■ Request ■
Reproduce all of the data exactly.

"""

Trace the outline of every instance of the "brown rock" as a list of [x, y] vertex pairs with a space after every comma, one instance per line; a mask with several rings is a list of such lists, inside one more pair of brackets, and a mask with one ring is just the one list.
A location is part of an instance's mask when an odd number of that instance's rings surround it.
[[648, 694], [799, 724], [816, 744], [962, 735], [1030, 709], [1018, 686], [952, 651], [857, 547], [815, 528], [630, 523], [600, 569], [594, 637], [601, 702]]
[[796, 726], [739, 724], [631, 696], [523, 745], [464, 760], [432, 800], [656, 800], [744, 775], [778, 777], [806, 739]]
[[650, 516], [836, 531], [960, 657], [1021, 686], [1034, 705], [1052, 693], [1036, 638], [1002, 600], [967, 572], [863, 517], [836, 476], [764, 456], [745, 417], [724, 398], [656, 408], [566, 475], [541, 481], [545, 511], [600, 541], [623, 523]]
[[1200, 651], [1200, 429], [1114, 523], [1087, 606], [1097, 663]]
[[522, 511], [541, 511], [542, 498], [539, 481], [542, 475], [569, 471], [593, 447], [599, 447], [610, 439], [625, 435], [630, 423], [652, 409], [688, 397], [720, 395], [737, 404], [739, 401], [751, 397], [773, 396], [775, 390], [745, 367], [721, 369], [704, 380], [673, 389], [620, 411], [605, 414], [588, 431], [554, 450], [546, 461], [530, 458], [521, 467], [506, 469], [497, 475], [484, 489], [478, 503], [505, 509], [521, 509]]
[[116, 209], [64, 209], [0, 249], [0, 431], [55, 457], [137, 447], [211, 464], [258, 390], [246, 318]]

"""

■ Response for this exercise ■
Trace the outline of every instance of the "brown rock" as a list of [x, y] vertex pairs with a space after every comma, one instance per line; a mask with several rings is a list of such lists, inside one more pair of brackets, and a mask with one ring is just the one list.
A location is part of an instance's mask when an odd number of that instance's rings surround it.
[[648, 694], [799, 724], [816, 744], [962, 735], [1030, 709], [1018, 686], [952, 651], [857, 547], [815, 528], [630, 523], [600, 569], [594, 637], [601, 702]]
[[796, 726], [739, 724], [631, 696], [523, 745], [464, 760], [432, 800], [656, 800], [744, 775], [778, 777], [806, 739]]
[[650, 516], [836, 531], [960, 657], [1021, 686], [1034, 705], [1052, 693], [1036, 638], [1002, 600], [967, 572], [863, 517], [836, 476], [764, 456], [745, 417], [724, 398], [656, 408], [566, 475], [541, 481], [545, 511], [600, 541], [623, 523]]
[[1200, 651], [1200, 429], [1114, 523], [1087, 606], [1097, 663]]
[[522, 511], [541, 511], [542, 498], [539, 481], [542, 475], [569, 471], [593, 447], [599, 447], [610, 439], [625, 435], [630, 423], [652, 409], [688, 397], [720, 395], [737, 404], [739, 401], [751, 397], [773, 396], [775, 390], [745, 367], [721, 369], [704, 380], [673, 389], [620, 411], [605, 414], [588, 431], [554, 450], [546, 461], [530, 458], [521, 467], [506, 469], [497, 475], [484, 489], [478, 503], [505, 509], [521, 509]]
[[116, 209], [64, 209], [0, 249], [0, 431], [55, 457], [137, 447], [211, 464], [258, 390], [246, 318]]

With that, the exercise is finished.